Starting at the line that contains "In this photo, each instance of the man gets" and continuing through the end of the records, reproduce only those lines, requests included. In the answers, multiply every coordinate by 2.4 and round each result to a whole number, rounding halves up.

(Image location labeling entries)
********

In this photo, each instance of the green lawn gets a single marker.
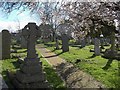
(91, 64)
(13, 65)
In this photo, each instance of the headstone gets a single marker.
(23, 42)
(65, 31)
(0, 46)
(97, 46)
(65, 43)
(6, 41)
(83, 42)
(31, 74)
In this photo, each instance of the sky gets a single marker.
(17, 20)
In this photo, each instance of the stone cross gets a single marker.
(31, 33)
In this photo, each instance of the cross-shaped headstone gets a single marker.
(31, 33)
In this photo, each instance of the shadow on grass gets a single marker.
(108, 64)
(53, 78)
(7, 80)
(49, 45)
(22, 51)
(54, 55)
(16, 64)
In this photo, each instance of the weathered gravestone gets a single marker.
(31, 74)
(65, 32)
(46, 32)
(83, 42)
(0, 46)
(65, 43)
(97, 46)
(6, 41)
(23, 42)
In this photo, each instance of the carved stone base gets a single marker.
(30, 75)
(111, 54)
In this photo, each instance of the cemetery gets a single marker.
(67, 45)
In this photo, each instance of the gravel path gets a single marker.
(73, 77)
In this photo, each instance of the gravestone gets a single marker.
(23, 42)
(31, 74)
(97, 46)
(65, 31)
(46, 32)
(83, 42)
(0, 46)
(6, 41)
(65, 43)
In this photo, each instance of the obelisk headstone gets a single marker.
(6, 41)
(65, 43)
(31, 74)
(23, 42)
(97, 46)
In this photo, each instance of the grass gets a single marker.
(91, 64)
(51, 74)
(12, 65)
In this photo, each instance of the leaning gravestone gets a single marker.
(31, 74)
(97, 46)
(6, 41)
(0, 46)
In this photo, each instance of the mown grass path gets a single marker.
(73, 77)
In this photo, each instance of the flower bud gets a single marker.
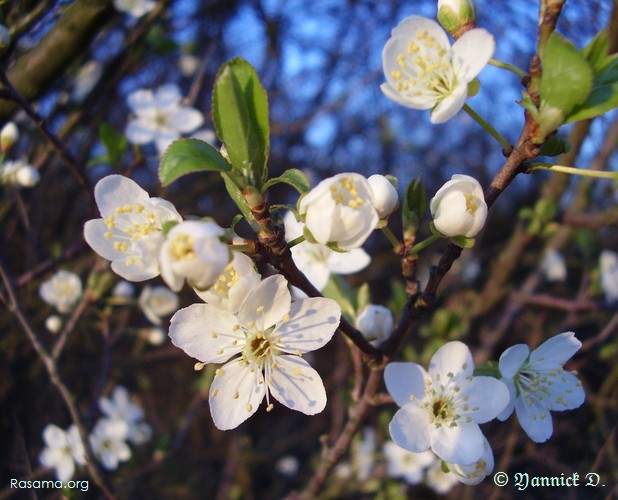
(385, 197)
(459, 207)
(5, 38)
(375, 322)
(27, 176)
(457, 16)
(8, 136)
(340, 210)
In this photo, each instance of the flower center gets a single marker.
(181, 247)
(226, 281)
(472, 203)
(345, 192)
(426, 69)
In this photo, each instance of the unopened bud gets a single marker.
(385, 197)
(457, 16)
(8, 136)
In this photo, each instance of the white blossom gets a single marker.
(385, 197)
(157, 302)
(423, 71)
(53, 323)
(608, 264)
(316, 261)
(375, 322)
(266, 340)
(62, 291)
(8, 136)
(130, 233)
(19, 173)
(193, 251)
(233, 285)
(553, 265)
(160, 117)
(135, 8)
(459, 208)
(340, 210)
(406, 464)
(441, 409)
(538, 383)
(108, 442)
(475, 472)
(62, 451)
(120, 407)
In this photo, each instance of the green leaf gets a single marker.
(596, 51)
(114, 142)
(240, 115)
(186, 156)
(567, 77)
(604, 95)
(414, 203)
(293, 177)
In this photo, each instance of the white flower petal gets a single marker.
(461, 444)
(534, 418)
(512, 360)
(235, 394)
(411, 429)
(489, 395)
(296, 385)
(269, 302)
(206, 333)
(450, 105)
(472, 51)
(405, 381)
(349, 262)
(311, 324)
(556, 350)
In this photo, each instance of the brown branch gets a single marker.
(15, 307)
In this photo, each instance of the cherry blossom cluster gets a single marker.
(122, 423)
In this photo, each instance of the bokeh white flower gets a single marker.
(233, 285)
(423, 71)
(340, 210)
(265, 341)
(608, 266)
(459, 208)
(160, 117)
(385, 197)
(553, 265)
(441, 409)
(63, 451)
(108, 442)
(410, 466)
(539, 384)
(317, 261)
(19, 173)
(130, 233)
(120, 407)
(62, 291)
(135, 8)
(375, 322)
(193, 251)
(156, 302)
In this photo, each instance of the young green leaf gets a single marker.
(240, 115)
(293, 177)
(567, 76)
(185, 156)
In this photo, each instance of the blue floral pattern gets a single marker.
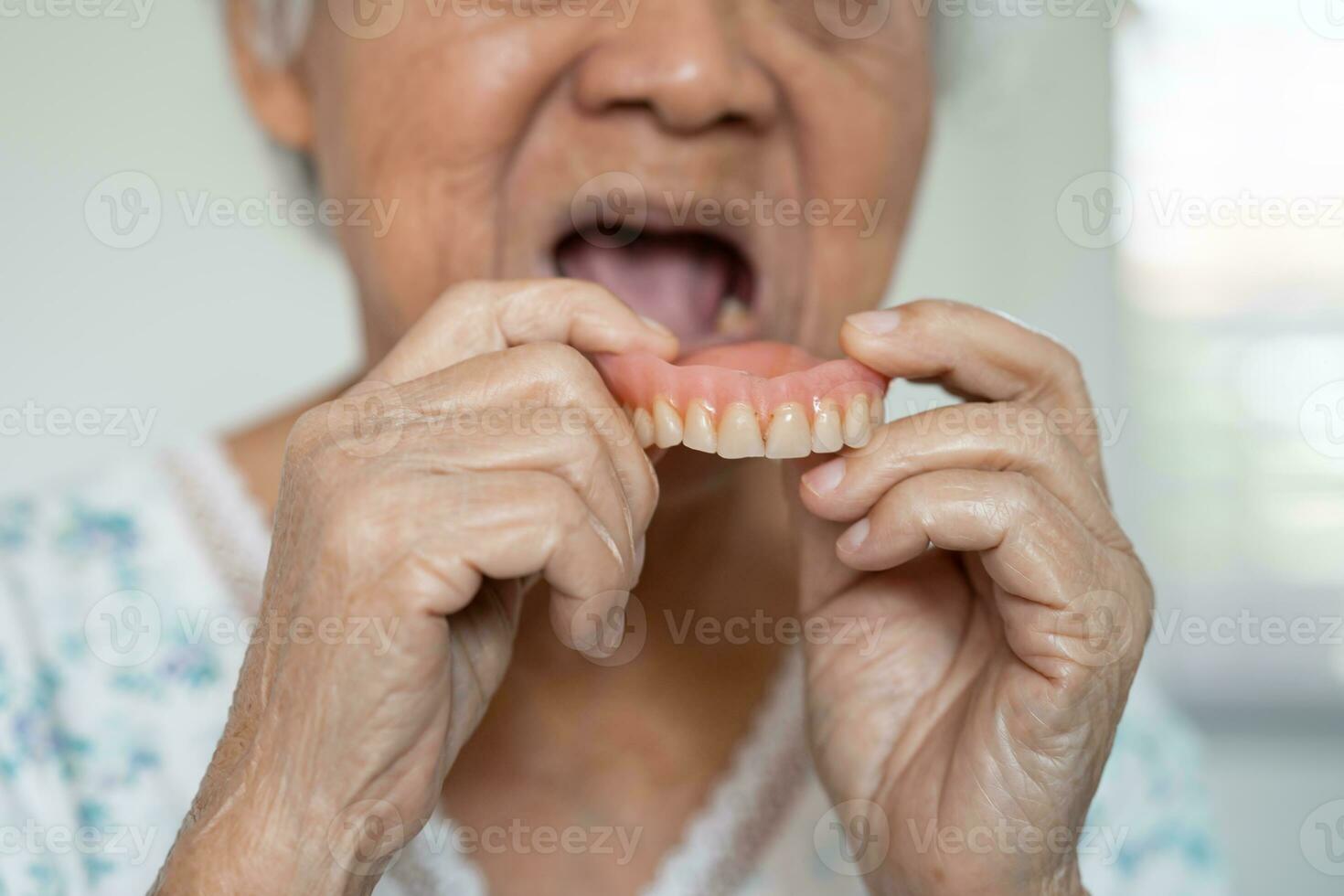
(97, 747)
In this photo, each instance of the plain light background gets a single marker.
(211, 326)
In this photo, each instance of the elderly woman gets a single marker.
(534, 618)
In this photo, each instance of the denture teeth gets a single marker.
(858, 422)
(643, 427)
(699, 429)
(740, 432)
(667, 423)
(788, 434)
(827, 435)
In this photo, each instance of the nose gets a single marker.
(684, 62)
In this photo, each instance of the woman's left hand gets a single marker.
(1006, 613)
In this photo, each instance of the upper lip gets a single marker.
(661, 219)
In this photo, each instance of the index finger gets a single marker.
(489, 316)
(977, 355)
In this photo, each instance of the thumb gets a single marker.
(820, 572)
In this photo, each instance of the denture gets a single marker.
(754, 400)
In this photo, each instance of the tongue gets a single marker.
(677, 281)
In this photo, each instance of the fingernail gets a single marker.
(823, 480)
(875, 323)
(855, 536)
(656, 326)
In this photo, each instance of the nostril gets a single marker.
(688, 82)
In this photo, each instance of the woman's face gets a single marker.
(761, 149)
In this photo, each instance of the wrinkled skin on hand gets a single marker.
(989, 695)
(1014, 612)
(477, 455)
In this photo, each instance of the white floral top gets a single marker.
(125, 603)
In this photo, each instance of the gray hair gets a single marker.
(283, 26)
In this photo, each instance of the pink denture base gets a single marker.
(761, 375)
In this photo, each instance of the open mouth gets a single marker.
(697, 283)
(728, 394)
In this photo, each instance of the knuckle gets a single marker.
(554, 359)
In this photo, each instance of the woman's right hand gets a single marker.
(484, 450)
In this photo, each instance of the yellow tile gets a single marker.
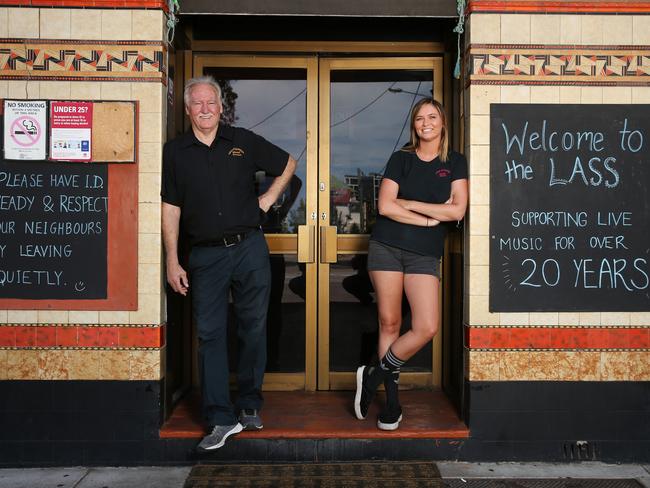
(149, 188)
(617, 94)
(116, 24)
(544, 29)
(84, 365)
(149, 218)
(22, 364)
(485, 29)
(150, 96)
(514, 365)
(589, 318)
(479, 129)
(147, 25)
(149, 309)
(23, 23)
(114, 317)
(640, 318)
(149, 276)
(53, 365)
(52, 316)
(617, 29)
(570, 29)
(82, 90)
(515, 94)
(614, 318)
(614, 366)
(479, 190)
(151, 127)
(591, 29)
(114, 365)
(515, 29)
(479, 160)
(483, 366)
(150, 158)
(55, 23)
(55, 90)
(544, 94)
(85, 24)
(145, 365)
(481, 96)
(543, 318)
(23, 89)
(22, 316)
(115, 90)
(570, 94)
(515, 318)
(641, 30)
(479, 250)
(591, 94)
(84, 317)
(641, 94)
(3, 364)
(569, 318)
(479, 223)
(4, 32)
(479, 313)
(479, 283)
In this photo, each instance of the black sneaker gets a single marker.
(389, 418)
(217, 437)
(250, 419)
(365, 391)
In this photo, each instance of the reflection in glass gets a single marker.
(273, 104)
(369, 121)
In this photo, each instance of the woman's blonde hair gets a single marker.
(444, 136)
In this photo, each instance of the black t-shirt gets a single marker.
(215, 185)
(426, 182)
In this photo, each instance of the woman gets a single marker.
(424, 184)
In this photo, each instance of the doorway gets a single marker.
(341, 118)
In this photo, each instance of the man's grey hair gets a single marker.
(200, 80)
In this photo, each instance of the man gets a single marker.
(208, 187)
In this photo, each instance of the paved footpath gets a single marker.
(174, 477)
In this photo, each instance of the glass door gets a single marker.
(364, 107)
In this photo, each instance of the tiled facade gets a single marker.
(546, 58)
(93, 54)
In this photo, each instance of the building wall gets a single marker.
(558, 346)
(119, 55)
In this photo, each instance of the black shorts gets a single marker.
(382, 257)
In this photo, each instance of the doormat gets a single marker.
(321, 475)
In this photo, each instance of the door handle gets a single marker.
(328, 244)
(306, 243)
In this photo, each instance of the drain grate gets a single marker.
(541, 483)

********

_RESULT FOR THIS TASK:_
In this photo, each instance of the man gets a single marker.
(499, 449)
In this photo, each instance of the paved footpath gets a single marker.
(418, 1145)
In this photo, each instance of the glass door gets a single marker.
(874, 257)
In this photo, each instance of the tiled facade gets a single marker.
(1310, 139)
(223, 130)
In this photo, each instance of the building wall gets a single marker.
(1339, 830)
(286, 132)
In this photo, each instance of the black shorts gets a single marker.
(917, 617)
In this photo, each instance of the doormat gets a single marker.
(770, 1140)
In this photo, each instance of the door handle gets a single marker.
(787, 586)
(734, 583)
In this photo, each instance of the drain grate gets a single marker.
(1298, 1159)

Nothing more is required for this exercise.